(begin)

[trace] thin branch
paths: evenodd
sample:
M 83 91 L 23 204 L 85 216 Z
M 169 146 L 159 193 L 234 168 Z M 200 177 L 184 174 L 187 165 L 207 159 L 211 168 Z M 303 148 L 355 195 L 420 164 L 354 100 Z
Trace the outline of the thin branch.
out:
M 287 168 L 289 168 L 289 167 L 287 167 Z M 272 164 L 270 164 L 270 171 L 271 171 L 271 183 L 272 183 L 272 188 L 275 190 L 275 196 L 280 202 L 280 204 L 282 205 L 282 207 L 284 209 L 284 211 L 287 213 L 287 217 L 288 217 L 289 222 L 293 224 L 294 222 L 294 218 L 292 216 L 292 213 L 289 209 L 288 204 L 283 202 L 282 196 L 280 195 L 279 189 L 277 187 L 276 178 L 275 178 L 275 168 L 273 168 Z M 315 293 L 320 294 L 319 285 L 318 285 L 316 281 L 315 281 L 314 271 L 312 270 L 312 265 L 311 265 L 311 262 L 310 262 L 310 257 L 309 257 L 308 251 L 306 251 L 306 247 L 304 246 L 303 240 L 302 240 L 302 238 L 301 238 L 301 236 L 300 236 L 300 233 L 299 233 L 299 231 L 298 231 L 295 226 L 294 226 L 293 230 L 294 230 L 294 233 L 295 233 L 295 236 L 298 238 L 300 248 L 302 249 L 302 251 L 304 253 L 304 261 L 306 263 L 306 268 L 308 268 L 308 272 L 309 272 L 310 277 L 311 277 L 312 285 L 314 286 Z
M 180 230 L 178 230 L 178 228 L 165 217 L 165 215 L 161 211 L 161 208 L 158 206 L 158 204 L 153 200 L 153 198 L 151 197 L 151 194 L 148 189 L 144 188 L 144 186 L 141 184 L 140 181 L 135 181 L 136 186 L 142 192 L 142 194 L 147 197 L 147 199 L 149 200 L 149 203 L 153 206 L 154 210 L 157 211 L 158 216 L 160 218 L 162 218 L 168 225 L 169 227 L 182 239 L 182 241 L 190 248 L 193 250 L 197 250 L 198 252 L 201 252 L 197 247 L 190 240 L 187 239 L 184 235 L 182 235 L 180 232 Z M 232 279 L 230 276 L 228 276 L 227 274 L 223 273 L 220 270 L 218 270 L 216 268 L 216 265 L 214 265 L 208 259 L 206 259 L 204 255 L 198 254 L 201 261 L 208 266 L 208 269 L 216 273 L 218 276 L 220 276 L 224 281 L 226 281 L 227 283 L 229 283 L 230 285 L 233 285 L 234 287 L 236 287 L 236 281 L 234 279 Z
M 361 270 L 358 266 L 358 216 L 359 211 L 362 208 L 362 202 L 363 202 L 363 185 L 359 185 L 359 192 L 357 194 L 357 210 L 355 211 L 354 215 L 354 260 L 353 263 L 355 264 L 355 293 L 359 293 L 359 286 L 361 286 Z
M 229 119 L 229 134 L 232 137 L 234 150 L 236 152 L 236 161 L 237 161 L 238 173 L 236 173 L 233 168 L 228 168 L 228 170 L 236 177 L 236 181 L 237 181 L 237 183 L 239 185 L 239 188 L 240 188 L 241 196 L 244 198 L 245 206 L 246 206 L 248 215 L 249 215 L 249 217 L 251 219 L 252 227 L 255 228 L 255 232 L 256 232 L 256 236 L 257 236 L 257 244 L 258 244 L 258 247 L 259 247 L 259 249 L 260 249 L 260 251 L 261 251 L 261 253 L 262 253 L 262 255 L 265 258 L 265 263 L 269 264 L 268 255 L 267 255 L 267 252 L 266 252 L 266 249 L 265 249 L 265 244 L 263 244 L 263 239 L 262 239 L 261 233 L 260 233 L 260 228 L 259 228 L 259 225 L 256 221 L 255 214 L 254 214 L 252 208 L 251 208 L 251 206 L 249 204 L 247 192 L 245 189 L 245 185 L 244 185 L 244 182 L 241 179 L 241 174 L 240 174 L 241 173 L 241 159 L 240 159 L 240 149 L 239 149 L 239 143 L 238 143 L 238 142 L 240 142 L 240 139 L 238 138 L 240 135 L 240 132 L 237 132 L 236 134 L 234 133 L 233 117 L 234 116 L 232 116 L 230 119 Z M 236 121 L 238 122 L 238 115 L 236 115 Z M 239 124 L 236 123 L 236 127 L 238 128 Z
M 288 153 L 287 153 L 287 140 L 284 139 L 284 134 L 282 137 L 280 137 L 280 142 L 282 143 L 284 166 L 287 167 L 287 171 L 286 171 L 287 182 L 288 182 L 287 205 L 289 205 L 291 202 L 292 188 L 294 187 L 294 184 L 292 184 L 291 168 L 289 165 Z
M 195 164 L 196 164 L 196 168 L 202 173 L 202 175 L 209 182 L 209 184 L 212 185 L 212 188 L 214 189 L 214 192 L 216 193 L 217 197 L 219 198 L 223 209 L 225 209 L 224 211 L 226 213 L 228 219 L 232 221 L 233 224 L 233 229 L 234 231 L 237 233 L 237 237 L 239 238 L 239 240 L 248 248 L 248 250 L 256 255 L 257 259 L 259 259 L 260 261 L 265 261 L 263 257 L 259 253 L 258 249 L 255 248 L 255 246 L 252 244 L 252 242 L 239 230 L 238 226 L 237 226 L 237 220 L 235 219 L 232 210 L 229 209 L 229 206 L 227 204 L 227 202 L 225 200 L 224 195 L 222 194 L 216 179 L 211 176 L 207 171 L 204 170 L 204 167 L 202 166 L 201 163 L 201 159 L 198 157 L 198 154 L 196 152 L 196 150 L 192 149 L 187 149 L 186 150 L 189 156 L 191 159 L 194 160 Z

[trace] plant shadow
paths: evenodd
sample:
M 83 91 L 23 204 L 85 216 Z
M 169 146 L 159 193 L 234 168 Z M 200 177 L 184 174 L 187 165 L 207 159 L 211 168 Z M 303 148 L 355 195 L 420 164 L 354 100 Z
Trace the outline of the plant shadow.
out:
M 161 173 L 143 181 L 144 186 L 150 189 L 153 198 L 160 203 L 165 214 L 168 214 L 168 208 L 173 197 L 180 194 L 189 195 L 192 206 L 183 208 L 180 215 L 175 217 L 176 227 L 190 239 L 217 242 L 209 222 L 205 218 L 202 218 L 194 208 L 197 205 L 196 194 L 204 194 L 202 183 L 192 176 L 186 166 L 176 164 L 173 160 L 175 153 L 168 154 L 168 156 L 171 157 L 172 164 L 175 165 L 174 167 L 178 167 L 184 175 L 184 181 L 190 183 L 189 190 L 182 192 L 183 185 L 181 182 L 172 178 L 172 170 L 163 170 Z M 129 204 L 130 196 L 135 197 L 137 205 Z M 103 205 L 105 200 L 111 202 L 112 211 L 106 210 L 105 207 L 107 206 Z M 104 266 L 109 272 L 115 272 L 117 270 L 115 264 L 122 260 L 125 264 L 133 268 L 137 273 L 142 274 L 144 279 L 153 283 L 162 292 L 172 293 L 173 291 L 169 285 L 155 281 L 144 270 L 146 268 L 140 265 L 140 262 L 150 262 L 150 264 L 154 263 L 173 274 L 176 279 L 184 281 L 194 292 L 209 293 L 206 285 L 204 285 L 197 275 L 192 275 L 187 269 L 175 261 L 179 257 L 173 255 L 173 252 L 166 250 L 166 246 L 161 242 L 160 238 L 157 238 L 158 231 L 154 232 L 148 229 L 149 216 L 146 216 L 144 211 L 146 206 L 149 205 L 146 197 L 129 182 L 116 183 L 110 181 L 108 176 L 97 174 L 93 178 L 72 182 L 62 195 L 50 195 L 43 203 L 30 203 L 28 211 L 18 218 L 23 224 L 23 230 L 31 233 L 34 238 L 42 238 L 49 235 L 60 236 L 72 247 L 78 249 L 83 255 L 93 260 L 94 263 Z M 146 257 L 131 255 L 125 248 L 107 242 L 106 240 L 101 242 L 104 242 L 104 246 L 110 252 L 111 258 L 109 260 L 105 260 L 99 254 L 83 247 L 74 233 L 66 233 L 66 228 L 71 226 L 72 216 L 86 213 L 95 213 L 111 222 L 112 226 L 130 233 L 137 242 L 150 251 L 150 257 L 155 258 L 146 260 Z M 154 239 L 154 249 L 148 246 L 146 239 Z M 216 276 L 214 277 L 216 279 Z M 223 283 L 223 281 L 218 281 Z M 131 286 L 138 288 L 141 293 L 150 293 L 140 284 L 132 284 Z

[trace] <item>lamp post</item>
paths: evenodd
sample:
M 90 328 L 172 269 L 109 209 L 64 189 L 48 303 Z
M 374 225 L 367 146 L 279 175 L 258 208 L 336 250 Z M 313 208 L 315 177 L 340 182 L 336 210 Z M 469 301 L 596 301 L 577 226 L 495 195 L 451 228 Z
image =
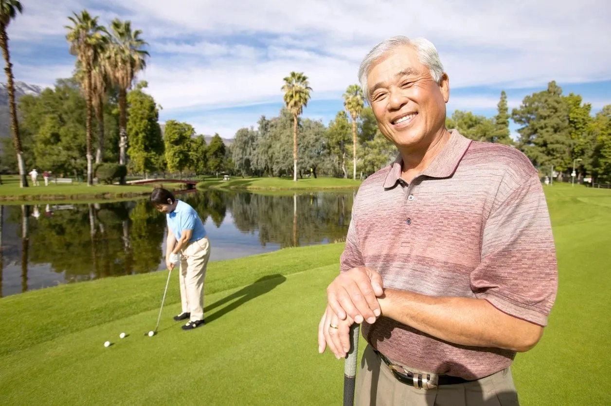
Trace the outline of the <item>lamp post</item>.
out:
M 576 158 L 575 159 L 573 159 L 573 172 L 571 174 L 571 186 L 575 186 L 575 175 L 576 175 L 575 174 L 575 162 L 576 162 L 577 161 L 581 161 L 581 160 L 582 160 L 581 158 Z

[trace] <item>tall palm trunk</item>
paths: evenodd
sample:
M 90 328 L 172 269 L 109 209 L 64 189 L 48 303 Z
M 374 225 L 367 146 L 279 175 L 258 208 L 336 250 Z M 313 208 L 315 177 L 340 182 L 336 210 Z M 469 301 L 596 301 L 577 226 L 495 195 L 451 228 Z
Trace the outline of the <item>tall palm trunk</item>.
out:
M 15 105 L 15 84 L 13 82 L 13 64 L 10 63 L 10 54 L 9 53 L 9 37 L 6 35 L 6 26 L 0 24 L 0 46 L 4 56 L 6 67 L 6 85 L 9 90 L 9 108 L 10 111 L 10 126 L 13 130 L 13 140 L 15 143 L 15 151 L 17 153 L 17 165 L 19 167 L 19 186 L 27 187 L 27 178 L 26 177 L 26 165 L 23 162 L 23 151 L 21 149 L 21 140 L 19 137 L 19 123 L 17 122 L 17 109 Z
M 4 206 L 0 205 L 0 297 L 2 297 L 2 272 L 4 270 L 4 253 L 2 247 L 2 228 L 4 223 Z
M 91 67 L 87 64 L 87 186 L 93 184 L 93 171 L 92 167 L 93 156 L 92 155 L 91 130 L 93 124 L 93 95 L 91 91 Z
M 119 90 L 119 165 L 126 163 L 127 153 L 127 92 L 120 88 Z
M 356 180 L 356 120 L 352 116 L 352 159 L 354 163 L 354 169 L 352 178 Z
M 101 164 L 104 157 L 104 98 L 98 96 L 95 109 L 96 120 L 98 121 L 98 150 L 95 153 L 95 163 Z
M 297 115 L 293 114 L 293 180 L 297 181 Z
M 27 290 L 27 250 L 29 248 L 29 227 L 27 223 L 30 206 L 21 205 L 21 292 Z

(end)

→ WHAT TO DO:
From the entries above, copy each line that contains the string "outline". Only case-sensitive matches count.

→ ANSWER IN FULL:
Trace the outline of the thin branch.
Trace the outline of the plant shadow.
Trace the outline of the <item>lamp post</item>.
Trace the outline of the <item>tall palm trunk</item>.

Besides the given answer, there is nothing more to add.